EXCERPT:
Construction and validation of a U-type finite element model of an osteoporotic vertebral compression fracture.

Background: An osteoporotic vertebral compression fracture (OVCF) is recognized as a common complication of osteoporosis. Biomechanical alterations in the affected and adjacent vertebrae have a significant influence on patient symptoms, treatment strategies, and clinical outcomes. Nevertheless, establishing an accurate model of OVCF remains a highly challenging task. In this study, a novel finite-element model of OVCF was developed and validated, and a comprehensive biomechanical analysis was conducted.

Methods: Computed tomography data of the thoracolumbar spine (T12-L2) were collected from an OVCF patient and a healthy volunteer to establish the OVCF and normal models, respectively. Based on the normal model, U-type, V-type, and double-V-type finite element models were constructed. Intervertebral disks and articular cartilage were generated through a combination of appropriate materials and assemblies, followed by the development of three-dimensional finite-element biomechanical models. The magnitude and distribution of stress and displacement in these three models were evaluated and compared with those of the OVCF model under various directions of motion.

TO DO:
1. For each statement, say yes or no to whether it agrees with the vertebral fracture abstract, and quote the deciding words. (a) The computed tomography data covered the T12 to L2 segment of the spine. (b) The U-type, V-type, and double-V-type models were built from the OVCF model. (c) Building an accurate model of OVCF is described as an easy task.
2. Write the next part of the vertebral fracture abstract, picking up after its final sentence and keeping the same style.
The lines that come next are separate material and are not part of the vertebral fracture abstract.

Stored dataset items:
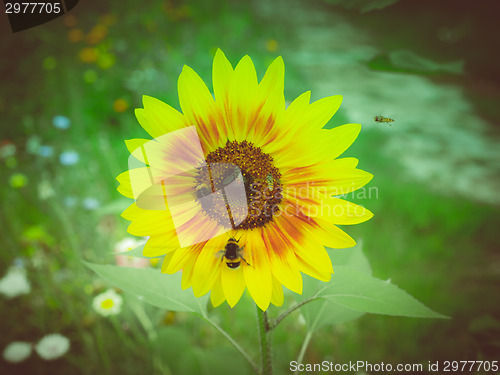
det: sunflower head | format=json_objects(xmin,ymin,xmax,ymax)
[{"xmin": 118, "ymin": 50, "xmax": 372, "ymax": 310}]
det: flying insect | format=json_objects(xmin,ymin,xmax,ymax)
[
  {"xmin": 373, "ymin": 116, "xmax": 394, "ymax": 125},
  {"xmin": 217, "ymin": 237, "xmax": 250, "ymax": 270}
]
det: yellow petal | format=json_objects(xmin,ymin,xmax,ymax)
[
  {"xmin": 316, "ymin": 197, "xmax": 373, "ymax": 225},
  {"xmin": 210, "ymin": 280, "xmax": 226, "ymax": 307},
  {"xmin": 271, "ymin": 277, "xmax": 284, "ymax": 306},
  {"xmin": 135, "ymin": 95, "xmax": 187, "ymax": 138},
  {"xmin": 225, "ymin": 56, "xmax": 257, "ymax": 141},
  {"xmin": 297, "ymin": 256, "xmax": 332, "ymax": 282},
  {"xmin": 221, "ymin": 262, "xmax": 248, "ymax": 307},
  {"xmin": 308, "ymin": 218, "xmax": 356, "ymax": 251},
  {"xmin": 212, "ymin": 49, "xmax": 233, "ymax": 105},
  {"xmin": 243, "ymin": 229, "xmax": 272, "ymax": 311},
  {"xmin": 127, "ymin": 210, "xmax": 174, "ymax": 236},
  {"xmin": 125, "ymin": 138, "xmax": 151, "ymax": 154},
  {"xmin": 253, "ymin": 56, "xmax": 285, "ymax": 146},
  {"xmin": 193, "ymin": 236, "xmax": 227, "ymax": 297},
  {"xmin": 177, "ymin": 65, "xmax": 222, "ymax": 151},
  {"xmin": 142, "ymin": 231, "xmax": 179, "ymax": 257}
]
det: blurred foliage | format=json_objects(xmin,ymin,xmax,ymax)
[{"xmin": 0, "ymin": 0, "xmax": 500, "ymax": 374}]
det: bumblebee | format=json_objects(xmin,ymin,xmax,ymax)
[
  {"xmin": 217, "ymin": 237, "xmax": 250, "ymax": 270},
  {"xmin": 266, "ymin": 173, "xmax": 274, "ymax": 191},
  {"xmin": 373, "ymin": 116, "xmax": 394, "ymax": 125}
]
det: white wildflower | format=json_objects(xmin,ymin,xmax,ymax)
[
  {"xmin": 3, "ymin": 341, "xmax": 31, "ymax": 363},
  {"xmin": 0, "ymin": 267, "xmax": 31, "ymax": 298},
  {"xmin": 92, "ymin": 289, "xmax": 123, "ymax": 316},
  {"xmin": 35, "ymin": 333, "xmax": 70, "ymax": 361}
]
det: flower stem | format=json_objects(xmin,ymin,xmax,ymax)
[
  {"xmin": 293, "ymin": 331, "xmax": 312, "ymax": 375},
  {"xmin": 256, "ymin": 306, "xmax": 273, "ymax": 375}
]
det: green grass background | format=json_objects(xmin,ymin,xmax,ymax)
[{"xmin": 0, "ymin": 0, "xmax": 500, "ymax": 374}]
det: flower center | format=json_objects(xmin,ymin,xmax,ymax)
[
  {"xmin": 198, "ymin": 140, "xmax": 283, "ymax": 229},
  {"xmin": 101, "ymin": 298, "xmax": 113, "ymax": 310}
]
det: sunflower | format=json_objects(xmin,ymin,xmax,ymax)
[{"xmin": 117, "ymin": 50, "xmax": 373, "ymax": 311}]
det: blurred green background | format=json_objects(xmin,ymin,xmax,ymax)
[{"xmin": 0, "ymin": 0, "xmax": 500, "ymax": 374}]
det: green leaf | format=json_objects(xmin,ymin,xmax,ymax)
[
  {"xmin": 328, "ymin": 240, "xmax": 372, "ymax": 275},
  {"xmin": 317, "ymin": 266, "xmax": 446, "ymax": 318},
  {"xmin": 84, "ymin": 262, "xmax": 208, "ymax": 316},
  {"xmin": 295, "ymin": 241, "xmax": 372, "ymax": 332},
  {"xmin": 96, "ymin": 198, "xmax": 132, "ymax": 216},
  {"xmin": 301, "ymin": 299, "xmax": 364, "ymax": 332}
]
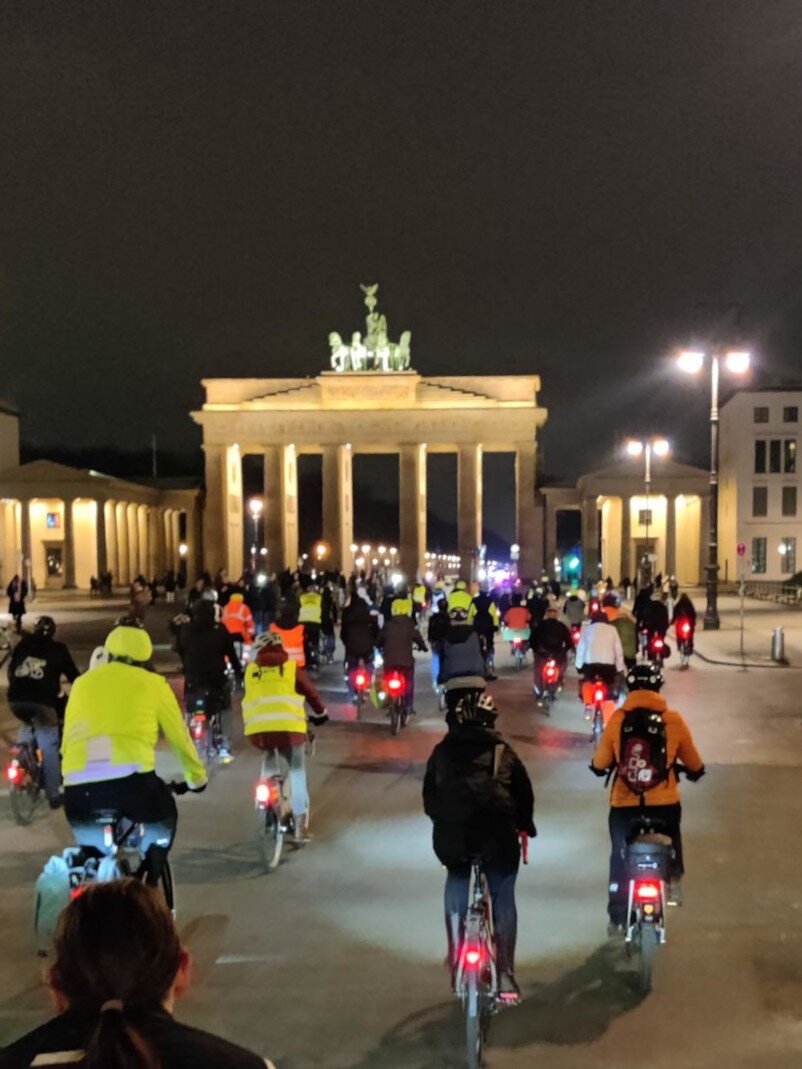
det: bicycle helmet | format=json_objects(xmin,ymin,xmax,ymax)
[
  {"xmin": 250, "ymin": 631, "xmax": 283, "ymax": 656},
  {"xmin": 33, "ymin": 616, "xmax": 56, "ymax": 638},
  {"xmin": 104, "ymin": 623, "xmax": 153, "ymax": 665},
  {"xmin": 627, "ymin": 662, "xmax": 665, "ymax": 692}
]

---

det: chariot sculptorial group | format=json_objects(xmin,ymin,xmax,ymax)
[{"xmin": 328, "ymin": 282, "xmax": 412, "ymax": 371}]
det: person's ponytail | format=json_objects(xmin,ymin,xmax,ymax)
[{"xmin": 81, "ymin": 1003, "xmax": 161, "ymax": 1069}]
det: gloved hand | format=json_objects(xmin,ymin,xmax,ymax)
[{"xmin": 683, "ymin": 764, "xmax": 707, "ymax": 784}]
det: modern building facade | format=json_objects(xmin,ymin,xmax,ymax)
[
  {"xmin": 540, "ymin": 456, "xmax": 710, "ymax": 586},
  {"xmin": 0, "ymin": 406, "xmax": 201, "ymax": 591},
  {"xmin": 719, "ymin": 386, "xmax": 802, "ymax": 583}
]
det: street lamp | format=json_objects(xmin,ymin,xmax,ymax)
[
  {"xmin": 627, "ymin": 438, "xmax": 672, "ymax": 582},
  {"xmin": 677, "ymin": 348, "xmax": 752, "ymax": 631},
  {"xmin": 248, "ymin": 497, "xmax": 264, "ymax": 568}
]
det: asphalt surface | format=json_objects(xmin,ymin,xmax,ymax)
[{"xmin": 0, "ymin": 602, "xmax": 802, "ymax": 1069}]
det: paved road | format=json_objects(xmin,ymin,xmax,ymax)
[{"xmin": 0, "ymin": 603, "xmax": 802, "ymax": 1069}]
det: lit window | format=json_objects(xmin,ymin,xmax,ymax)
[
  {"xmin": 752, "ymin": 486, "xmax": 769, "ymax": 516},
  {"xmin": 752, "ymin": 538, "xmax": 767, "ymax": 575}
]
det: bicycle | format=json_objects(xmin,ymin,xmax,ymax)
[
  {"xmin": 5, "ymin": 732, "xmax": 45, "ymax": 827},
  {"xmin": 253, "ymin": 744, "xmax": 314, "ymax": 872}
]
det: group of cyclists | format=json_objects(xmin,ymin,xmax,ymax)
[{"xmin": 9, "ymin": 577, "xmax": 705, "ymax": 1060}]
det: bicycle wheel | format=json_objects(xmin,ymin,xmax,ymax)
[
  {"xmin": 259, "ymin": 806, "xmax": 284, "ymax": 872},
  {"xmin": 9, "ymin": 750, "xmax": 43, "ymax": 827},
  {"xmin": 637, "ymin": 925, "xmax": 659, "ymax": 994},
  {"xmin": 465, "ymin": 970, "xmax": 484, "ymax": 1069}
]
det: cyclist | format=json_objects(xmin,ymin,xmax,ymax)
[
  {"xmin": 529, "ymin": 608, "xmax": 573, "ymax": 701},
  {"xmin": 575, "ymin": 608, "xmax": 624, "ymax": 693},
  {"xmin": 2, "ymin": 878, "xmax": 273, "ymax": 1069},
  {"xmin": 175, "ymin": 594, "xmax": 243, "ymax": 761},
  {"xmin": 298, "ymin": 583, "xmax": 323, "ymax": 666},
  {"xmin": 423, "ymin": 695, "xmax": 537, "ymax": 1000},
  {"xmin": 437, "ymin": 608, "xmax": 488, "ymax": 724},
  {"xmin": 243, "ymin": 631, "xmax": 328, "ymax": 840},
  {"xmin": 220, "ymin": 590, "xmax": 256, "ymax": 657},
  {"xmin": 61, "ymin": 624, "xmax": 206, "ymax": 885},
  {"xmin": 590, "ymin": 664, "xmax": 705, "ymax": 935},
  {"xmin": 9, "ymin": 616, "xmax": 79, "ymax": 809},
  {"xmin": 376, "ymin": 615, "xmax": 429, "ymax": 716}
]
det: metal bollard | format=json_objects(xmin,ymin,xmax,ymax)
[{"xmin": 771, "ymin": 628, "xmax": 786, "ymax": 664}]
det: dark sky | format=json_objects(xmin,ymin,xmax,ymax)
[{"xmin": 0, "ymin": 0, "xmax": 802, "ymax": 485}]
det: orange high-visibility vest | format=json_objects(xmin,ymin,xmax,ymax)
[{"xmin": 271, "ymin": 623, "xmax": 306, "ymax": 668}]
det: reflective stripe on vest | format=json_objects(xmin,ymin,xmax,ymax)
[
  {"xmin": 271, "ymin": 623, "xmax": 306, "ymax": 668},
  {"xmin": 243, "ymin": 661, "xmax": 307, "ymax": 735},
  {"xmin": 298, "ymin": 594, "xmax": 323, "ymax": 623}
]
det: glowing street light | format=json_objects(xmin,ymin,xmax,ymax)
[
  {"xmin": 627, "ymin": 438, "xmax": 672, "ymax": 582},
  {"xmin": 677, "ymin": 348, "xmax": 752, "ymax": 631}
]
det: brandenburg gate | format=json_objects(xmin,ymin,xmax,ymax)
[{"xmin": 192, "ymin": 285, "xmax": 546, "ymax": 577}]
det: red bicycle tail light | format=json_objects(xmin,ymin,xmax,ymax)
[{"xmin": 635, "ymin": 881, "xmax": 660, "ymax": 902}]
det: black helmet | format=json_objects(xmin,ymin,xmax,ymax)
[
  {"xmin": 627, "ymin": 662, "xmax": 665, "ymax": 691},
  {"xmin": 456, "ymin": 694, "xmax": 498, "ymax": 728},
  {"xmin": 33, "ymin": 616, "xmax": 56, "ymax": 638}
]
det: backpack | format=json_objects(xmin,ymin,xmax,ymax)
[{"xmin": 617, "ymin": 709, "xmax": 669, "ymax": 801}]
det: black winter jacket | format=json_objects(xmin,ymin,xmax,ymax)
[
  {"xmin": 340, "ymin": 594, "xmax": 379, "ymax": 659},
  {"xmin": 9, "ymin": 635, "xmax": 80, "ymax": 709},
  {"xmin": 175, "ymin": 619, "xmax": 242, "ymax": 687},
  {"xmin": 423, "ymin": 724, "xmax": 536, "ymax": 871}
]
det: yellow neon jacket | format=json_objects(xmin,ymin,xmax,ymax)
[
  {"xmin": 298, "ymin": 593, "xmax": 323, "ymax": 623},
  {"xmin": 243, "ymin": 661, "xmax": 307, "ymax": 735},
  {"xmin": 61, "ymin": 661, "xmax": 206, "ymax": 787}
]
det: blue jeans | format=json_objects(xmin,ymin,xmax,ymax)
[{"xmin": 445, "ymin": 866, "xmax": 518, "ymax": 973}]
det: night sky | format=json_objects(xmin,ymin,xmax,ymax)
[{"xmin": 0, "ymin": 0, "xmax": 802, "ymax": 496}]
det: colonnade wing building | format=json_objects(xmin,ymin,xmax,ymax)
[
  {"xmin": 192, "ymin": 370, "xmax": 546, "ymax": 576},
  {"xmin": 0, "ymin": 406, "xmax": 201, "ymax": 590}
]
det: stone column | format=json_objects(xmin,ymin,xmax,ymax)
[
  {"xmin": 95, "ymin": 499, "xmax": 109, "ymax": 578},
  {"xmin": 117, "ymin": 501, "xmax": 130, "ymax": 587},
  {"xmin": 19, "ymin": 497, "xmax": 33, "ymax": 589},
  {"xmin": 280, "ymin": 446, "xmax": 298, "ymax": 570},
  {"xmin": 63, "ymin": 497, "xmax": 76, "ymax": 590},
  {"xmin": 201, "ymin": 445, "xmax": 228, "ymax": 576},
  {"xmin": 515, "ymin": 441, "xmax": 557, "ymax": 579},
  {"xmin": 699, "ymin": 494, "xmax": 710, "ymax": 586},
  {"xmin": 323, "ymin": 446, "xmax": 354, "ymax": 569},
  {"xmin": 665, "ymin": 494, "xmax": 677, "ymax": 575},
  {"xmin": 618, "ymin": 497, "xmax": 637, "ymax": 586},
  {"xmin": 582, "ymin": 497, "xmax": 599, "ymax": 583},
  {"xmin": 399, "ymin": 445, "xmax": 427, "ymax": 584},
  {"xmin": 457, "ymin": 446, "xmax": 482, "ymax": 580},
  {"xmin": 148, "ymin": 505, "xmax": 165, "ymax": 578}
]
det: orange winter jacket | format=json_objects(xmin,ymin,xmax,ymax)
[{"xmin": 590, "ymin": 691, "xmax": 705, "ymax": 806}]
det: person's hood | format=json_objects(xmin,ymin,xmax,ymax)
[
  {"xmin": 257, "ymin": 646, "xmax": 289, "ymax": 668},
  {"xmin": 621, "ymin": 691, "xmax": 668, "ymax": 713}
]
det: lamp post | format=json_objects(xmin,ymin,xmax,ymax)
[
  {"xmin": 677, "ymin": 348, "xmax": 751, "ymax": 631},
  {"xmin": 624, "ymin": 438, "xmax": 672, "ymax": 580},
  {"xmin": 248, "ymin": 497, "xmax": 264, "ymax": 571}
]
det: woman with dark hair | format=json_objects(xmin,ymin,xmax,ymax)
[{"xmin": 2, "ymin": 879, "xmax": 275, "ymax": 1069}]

* * *

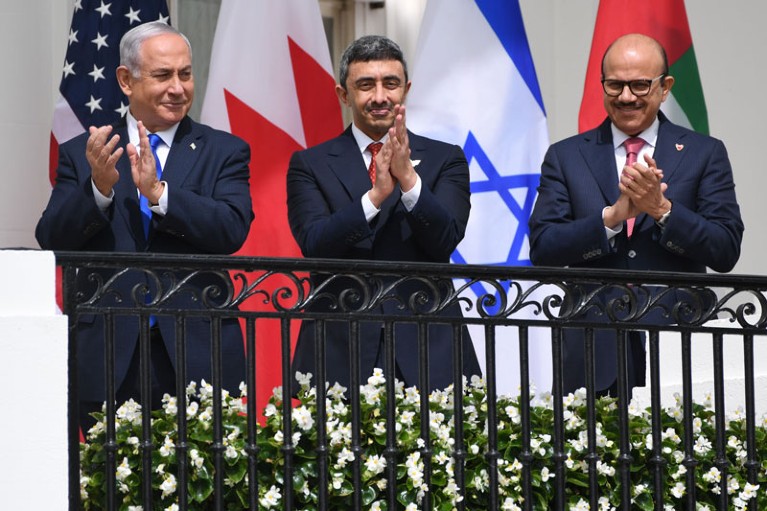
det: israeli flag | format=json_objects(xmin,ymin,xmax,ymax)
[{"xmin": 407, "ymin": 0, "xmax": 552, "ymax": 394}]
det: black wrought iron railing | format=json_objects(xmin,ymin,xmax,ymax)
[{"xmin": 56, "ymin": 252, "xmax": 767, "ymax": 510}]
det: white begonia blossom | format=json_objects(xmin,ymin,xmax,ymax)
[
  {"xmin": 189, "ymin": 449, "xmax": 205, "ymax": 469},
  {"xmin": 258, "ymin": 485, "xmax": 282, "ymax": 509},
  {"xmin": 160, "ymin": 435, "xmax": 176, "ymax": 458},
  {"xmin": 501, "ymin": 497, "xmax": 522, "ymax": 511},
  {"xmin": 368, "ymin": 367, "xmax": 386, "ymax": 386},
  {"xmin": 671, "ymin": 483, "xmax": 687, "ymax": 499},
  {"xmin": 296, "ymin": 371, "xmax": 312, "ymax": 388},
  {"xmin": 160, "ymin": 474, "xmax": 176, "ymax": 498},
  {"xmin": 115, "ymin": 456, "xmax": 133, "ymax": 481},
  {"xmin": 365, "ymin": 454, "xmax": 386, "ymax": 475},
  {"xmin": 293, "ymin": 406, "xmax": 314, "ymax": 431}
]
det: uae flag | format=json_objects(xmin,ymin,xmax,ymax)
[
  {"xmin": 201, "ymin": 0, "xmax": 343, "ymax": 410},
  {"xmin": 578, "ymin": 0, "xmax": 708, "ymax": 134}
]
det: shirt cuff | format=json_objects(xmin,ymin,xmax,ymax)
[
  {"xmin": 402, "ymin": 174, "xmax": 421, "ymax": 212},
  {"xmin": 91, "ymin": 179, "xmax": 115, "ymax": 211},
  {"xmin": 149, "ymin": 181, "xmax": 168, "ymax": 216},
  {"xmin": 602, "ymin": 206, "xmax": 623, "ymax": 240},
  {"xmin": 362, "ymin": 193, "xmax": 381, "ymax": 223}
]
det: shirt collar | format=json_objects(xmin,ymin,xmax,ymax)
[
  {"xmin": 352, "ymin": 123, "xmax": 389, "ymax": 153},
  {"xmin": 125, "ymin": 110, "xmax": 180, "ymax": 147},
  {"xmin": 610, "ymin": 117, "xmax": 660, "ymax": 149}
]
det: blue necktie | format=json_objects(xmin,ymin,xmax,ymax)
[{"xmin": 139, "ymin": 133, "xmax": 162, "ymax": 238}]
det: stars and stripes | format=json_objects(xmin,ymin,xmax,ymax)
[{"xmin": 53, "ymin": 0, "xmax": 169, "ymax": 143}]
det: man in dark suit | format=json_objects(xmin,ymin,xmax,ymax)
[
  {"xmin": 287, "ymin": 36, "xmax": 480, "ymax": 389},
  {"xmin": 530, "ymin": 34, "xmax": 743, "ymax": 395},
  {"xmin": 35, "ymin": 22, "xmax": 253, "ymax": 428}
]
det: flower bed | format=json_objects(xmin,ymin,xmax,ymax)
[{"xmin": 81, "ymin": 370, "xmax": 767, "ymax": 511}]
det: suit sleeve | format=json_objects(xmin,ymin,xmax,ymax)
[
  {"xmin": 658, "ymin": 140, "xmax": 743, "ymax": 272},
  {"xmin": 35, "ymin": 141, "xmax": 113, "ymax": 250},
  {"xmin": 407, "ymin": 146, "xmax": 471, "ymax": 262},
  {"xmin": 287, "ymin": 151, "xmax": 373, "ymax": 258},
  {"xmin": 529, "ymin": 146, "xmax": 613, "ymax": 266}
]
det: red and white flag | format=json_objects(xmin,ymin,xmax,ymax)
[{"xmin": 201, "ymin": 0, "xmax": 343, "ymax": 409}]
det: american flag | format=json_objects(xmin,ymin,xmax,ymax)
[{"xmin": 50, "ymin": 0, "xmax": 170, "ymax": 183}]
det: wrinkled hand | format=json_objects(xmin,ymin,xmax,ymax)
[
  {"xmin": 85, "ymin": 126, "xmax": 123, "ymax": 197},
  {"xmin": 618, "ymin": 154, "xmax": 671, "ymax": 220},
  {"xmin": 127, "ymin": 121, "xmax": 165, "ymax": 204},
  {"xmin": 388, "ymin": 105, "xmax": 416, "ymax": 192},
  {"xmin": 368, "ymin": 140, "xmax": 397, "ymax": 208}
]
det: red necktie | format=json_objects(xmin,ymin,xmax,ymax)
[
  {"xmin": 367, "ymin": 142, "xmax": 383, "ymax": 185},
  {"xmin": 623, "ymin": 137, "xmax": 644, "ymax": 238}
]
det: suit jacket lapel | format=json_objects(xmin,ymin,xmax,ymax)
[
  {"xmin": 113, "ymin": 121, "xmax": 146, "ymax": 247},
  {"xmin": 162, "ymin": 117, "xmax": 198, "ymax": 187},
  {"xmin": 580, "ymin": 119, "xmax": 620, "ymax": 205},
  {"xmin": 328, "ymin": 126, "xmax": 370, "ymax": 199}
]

EXPECTED RESPONSES:
1.
(a) Yes: "Computed tomography data of the thoracolumbar spine (T12-L2) were collected"
(b) No: "Based on the normal model, U-type, V-type, and double-V-type finite element models were constructed."
(c) No: "establishing an accurate model of OVCF remains a highly challenging task."

2.
Results: In the force distribution contour diagrams, the U-type model at the T12 vertebra most closely resembled the OVCF model, particularly in the directions of forward flexion, backward extension, left lateral bending, and left rotation. Force distribution patterns and stress concentration areas in all six directions were generally consistent between the U-type and OVCF models. At the L2 vertebra, the U-type model demonstrated the greatest similarity to the OVCF model in the direction of left lateral bending. At the T12/L1 intervertebral disk, no significant differences in the force distribution were observed among the four models. At the L1/2 intervertebral disk, the U-type and OVCF models showed the closest correspondence in the direction of forward flexion. In the displacement contour diagrams, the maximum displacements of the U-type model were found to be 1.7876 mm (forward flexion), 6.1564 mm (posterior extension), 4.6520 mm (left lateral bending), 6.2224 mm (right lateral bending), 3.4119 mm (left rotation), and 3.1601 mm (right rotation). Notably, in the direction of left lateral bending, the U-type model most closely approximated the displacement distribution of the OVCF model.

Conclusion: The U-type finite-element model more accurately reproduces the biomechanical characteristics of OVCF and demonstrates high applicability.